> [ASSIGNMENT]: All the data below goes into the copy word for word, but the pictures don't.

> [DATASET EXTRACT]:
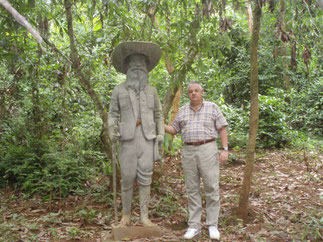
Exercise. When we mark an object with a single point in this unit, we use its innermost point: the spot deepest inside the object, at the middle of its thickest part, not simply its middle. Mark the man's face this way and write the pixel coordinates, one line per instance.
(195, 92)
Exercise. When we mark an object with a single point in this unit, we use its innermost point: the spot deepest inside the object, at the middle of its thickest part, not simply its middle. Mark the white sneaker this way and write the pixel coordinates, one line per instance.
(214, 233)
(191, 232)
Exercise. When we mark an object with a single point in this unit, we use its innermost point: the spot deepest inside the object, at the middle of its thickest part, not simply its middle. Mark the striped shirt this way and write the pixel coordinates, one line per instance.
(200, 125)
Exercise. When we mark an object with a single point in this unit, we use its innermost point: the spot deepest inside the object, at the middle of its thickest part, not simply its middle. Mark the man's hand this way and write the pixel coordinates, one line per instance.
(224, 156)
(113, 133)
(160, 139)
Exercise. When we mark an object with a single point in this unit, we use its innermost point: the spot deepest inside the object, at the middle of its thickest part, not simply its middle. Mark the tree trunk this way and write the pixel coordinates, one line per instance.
(249, 15)
(176, 104)
(254, 115)
(178, 79)
(85, 80)
(285, 41)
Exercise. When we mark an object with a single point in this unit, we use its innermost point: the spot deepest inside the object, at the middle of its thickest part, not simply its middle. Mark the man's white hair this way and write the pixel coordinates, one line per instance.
(194, 83)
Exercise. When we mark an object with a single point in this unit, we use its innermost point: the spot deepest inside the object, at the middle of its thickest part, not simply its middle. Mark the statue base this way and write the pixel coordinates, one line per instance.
(135, 232)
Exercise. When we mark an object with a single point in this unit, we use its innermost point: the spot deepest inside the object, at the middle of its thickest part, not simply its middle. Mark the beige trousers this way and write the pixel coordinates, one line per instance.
(202, 162)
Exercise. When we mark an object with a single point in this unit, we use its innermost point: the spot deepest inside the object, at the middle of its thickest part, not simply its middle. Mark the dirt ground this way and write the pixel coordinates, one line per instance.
(285, 204)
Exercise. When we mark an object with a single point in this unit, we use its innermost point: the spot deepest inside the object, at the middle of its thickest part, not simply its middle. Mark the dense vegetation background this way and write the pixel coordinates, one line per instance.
(54, 98)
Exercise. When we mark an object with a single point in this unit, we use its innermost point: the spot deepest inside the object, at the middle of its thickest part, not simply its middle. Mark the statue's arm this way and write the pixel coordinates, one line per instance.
(114, 110)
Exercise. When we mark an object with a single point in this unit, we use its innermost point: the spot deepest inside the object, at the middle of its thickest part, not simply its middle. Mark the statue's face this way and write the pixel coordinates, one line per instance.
(137, 69)
(137, 62)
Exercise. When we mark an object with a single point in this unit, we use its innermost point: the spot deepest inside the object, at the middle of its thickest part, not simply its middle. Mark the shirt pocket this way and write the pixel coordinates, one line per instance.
(150, 101)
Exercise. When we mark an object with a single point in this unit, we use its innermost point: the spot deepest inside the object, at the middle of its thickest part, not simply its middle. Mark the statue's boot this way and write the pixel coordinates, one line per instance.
(144, 198)
(126, 207)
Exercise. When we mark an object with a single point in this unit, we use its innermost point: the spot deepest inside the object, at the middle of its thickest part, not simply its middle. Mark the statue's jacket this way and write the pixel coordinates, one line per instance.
(124, 112)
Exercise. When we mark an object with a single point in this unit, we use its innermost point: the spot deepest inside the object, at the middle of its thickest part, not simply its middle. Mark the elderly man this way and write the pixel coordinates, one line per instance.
(135, 119)
(199, 122)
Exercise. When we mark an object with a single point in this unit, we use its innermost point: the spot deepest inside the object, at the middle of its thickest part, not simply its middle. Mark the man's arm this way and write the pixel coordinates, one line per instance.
(224, 141)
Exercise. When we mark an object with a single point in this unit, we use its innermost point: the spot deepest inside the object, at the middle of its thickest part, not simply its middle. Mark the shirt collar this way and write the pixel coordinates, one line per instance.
(199, 107)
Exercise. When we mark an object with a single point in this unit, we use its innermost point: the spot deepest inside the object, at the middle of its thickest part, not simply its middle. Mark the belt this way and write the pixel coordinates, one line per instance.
(197, 143)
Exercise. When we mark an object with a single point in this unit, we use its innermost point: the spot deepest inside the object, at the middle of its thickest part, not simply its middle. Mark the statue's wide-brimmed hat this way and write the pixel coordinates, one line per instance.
(123, 50)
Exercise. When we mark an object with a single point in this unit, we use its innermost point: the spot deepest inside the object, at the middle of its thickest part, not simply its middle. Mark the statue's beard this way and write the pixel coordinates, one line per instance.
(137, 78)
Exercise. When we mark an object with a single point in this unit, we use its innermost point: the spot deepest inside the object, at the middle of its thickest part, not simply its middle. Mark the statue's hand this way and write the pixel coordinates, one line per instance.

> [TASK OUTPUT]:
Exercise. When we mark an object with a single point in this unit, we use its innermost point: the spot deepest inside the object, at the middle of its thickest part, not simply its middle. Mark the man's face this way and write the pixel coordinates, one line per instance.
(195, 92)
Exercise. When we mark an object with a single point in this unit, we use its innermost point: the spot deepest inside the object, at the middle of its thickest part, not simply its middle. Mark the white sneaker this way and write the pixel coordinates, one line per instance.
(214, 233)
(191, 232)
Exercise. When we mark an object with a single point in this unit, we use its innermost point: the spot deepest inside the object, at the middle of its thickest part, not simply its middle. Mark the striped shirt this way and write the pixel coordinates, one line per instance.
(200, 125)
Exercise. When we mark an object with a single point in this unit, we use its innermost point: the spot deepest inside the object, at the middle of its thickest part, not simply its middle. Mark the man's hand this way and write the pixel coordinates, one line per instance.
(224, 156)
(113, 133)
(160, 139)
Exercise. When we mark an object with a single point in this unit, we use its innermost point: the spot deepest inside the object, at the middle of its thickest part, not simply its middle. Mark the tree trunk this way and write the pixel coordinates, one line per instance.
(249, 15)
(176, 104)
(254, 115)
(178, 79)
(85, 80)
(285, 41)
Exercise. When we mark an object with a single point in this unit, we use its innermost point: the spot deepest inside the object, at the middle of its thickest part, not simply its middle. Mark the man's white hair this way and write the pixel coordinates, one line per instance.
(194, 83)
Exercise. When we mark an object with a single point in this unit, we use its innermost point: the spot deepest inside the object, at the middle of its thickest part, not simply its middle. Mark the statue base this way and write the pixel coordinates, one line per instance.
(135, 232)
Exercise. When we mark an object with a single point in this unit, we use its innermost point: the spot deepest inside the object, at the middle of its thickest part, not simply its middle. Mark the beige trousers this way and write the pixel coordinates, one line per instance.
(202, 162)
Exercise. When we mark an object with a single point in this unit, we use its innermost point: the spot deepest inside the object, at the middle of its thickest part, not simply its middle. Mark the dirt ground this way and write the pixel coordinates, one line per instance.
(285, 204)
Exercise. When we mark an object with a single point in this unit, we use its innermost point: the spot deepest inside the object, at the middle of its thickest part, not simply its middle. Mark the dense vegetation background this way and write the pixel coordinates, one line per instance.
(54, 98)
Exercise. When we mark an object with a single point in this unit, we use its innermost point: the spot deepest inside the object, at the middle of its thickest part, not simply its middle. Mark the statue's arm this way and write the pixel coordinates, one line per instance.
(114, 110)
Exercise. When we mark an object with a single point in this unit, we use its innermost point: the spot deepest inside the object, at the middle of its thickest part, not simply its middle. Mark the statue's face this way and write the pixel coordinates, one line per instance.
(137, 69)
(137, 62)
Exercise. When we mark an object with a single point in this unit, we use its innermost point: the spot deepest inside the object, at the middle of its thickest part, not simply its middle. Mark the shirt pocket this way and write the pixel coordinates, one line per instance.
(150, 101)
Exercise. When we mark an object with a single point in this unit, we use its innermost point: the spot deepest inside the object, at the middle of its thickest part, not simply its middle. Mark the statue's boot this way and write the pixel coordinates, one line per instance.
(144, 198)
(126, 207)
Exercise. When we mark an object with a single point in this unit, we use its innermost point: the spot deepest inside the object, at the middle of its thickest part, not simply its middle. Mark the statue's jacket this way and write the pixel coordinates, one line per instance.
(124, 112)
Exercise. When we mark an object with a single point in this unit, we use its innermost point: the spot deepest inside the object, at the middle of its thickest part, not simply its middle. Mark the elderly man this way and write the pixel coordinates, one line per instance.
(135, 119)
(199, 122)
Exercise. When we mark an object with a single point in this unit, we use its innermost point: the spot deepest inside the object, at the middle of its thickest part, not simply its middle. Mark the man's arm this way and write the pixel coordinates, one line per instance.
(224, 141)
Exercise. When we mark an object with a single point in this unit, we use its innermost point: the spot deepest inside the object, at the middle of its thickest part, not simply its middle. Mark the shirt collar this way and write the pixel coordinates, one line per instance.
(199, 107)
Exercise. When we mark an object with a single point in this unit, we use its innermost point: the spot deepest inside the object, at the middle of its thickest part, not simply its middle. Mark the belt this way and write the pixel coordinates, one line per instance.
(197, 143)
Exercise. When we mark an object with a single point in this unit, we use its innermost point: the spot deepest inside the object, at the middle of its thickest part, not simply its middle. Mark the statue's wide-brimmed hat this way and write the pixel coordinates, one line per instance.
(123, 50)
Exercise. When we mark an object with a single point in this unit, we use its innermost point: the spot deepest inside the object, at the middle of its thickest part, not simply its middle. Mark the statue's beard this way and write the pixel coordinates, one line per instance.
(137, 78)
Exercise. When we mark an object with a single point in this unit, we use its innermost point: the spot deepest inside the object, at the middle of its thickest part, not simply its middle. Mark the statue's hand this way and write the pixel coordinates, one line per instance.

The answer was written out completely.